───── Given records
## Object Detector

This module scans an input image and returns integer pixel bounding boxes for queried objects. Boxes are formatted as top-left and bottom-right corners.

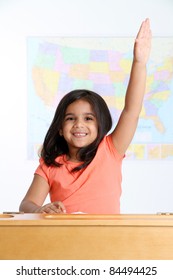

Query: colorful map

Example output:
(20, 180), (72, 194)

(27, 37), (173, 160)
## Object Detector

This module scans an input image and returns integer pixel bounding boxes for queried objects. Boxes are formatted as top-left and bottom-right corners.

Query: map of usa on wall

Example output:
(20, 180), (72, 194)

(27, 37), (173, 160)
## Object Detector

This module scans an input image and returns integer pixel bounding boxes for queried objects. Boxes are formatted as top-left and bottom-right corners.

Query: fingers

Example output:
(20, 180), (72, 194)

(133, 19), (152, 64)
(53, 201), (66, 213)
(39, 201), (66, 214)
(143, 18), (152, 41)
(136, 18), (151, 41)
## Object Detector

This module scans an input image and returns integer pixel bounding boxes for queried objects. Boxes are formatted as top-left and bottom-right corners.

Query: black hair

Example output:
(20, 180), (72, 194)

(41, 89), (112, 171)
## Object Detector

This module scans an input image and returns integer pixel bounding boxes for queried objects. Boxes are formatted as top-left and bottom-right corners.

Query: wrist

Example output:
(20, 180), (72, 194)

(133, 59), (147, 67)
(32, 205), (42, 213)
(132, 58), (148, 68)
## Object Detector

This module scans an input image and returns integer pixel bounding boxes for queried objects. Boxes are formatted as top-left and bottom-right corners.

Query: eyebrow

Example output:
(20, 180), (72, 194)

(64, 112), (96, 117)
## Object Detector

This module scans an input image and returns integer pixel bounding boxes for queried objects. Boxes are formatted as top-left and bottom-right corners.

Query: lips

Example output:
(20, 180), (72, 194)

(72, 132), (87, 137)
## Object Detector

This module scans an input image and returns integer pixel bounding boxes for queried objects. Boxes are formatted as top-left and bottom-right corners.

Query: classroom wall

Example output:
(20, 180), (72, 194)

(0, 0), (172, 214)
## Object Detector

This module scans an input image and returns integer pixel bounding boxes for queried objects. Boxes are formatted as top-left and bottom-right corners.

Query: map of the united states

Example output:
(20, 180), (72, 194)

(27, 37), (173, 160)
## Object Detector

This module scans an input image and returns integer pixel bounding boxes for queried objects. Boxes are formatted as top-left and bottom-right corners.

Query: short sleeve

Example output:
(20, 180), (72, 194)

(34, 158), (50, 182)
(105, 135), (125, 160)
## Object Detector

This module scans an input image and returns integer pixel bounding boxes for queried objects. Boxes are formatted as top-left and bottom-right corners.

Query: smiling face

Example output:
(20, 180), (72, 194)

(60, 99), (98, 161)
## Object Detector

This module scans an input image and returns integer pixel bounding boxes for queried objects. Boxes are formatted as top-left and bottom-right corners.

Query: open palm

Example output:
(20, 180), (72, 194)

(134, 18), (152, 64)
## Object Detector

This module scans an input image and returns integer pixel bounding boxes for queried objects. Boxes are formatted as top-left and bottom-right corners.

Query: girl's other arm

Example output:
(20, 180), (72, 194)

(111, 18), (152, 155)
(19, 174), (66, 213)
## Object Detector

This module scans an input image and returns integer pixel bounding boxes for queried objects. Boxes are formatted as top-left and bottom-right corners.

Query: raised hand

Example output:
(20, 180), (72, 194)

(134, 18), (152, 65)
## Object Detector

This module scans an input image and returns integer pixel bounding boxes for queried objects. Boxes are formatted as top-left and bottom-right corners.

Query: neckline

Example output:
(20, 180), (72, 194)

(63, 154), (83, 165)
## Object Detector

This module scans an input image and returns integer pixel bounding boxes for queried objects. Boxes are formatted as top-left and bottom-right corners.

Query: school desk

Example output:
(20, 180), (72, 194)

(0, 213), (173, 259)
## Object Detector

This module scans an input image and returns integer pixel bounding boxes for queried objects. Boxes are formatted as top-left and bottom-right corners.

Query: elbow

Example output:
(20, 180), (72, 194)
──────────
» What you need to do:
Hand back the records above exactly, leaving out every picture.

» Result of this task:
## Object Detector

This module scans an input image and returns integer pixel bounding boxes for queried objects. Boxes are formatted as top-left and bottom-right corners.


Query: colorful map

Example output:
(20, 180), (72, 194)

(27, 37), (173, 160)
## Object Detector

This module scans an input image and returns integer pixel bounding boxes for queried objects. Boxes are formatted as top-left and bottom-right corners.

Query: map of usa on wall

Example output:
(20, 180), (72, 194)

(27, 37), (173, 160)
## Object Detector

This module scans an input image and returns integer pixel bounding boxes for queried objects. Boxes are formatted as top-left and bottom-right corners.

Query: fingers

Example output:
(20, 180), (72, 194)

(133, 19), (152, 64)
(53, 201), (66, 213)
(39, 201), (66, 214)
(143, 18), (152, 41)
(136, 18), (151, 41)
## Object Detector

This module scans an input image and returns integer pixel bounding boxes for queried objects. Boxes are formatted as top-left and bottom-right corners.

Query: black hair

Example output:
(20, 180), (72, 194)

(41, 89), (112, 171)
## Object Detector

This module scans an input image and returns integer pixel bounding boxes for queried objects. Boxes are formatted as top-left and bottom-right corners.

Query: wrist

Example output:
(20, 180), (72, 194)

(133, 59), (147, 67)
(32, 205), (42, 213)
(132, 58), (148, 68)
## Object Detector

This module scans an input image and returns integer pixel bounding boxes for queried objects. Boxes are formatted as top-left and bottom-right corners.

Query: eyebrow

Example output:
(20, 180), (72, 194)

(64, 112), (96, 117)
## Object Detector

This module scans an input image and returns integer pixel bounding boxes for queried objects. Boxes are formatted as top-left and bottom-right corners.

Query: lips

Example output:
(20, 180), (72, 194)

(72, 132), (87, 137)
## Object Detector

This module scans an input image and returns integer pixel bounding boxes for queried objects. Boxes are formatted as top-left and bottom-right corners.

Query: classroom wall

Example output:
(20, 180), (72, 194)

(0, 0), (172, 214)
## Object Detector

This module scans an input image and returns integer pixel bounding boxes for queried objects. Boxes are formatted as top-left and bottom-right corners.

Query: map of the united states

Example output:
(20, 180), (72, 194)

(27, 37), (173, 160)
## Object Detector

This module scans an input image and returns integer pixel bounding boxes for queried objects. Boxes are formatted as top-left and bottom-right corners.

Query: short sleeve

Example output:
(20, 180), (72, 194)

(34, 158), (50, 182)
(105, 135), (125, 160)
## Object Detector

This module scans an input image and returns integer pixel bounding boxes for queried objects. Boxes are formatted as top-left and bottom-right corners.

Query: smiling face

Example output:
(20, 180), (72, 194)

(60, 99), (98, 161)
## Object Detector

This module scans an input image and returns integer pixel bounding boxes for queried objects. Boxes are formatted as top-left and bottom-right corners.

Query: open palm

Example output:
(20, 180), (72, 194)

(134, 18), (152, 64)
## Object Detector

This module scans an input image and returns integer pixel bounding boxes for queried objects. Boxes are formatted as top-left and bottom-right corners.

Query: girl's other arm

Example output:
(20, 180), (72, 194)

(111, 18), (152, 155)
(19, 174), (66, 213)
## Object Detector

This module scans an input image and returns integer pixel bounding boxes for queried objects. Boxes are formatted as top-left and bottom-right corners.

Query: raised hand

Example output:
(20, 180), (72, 194)

(134, 18), (152, 65)
## Object Detector

This module scans an input image and returns integer pixel bounding boxes for queried objects. Boxes are formatted as top-left and bottom-right corners.

Query: neckline

Example output:
(20, 180), (72, 194)

(63, 154), (83, 165)
## Object Detector

This module scans an input image and returns integer pixel bounding boxes for queried objects. Boxes are formatted as top-left and bottom-right corners.

Query: school desk

Example output:
(20, 180), (72, 194)

(0, 213), (173, 259)
## Object Detector

This module scans an input image and returns integer pixel bounding boxes for queried objects. Boxes are formatted as top-left and bottom-right corners.

Query: elbow

Example output:
(20, 180), (72, 194)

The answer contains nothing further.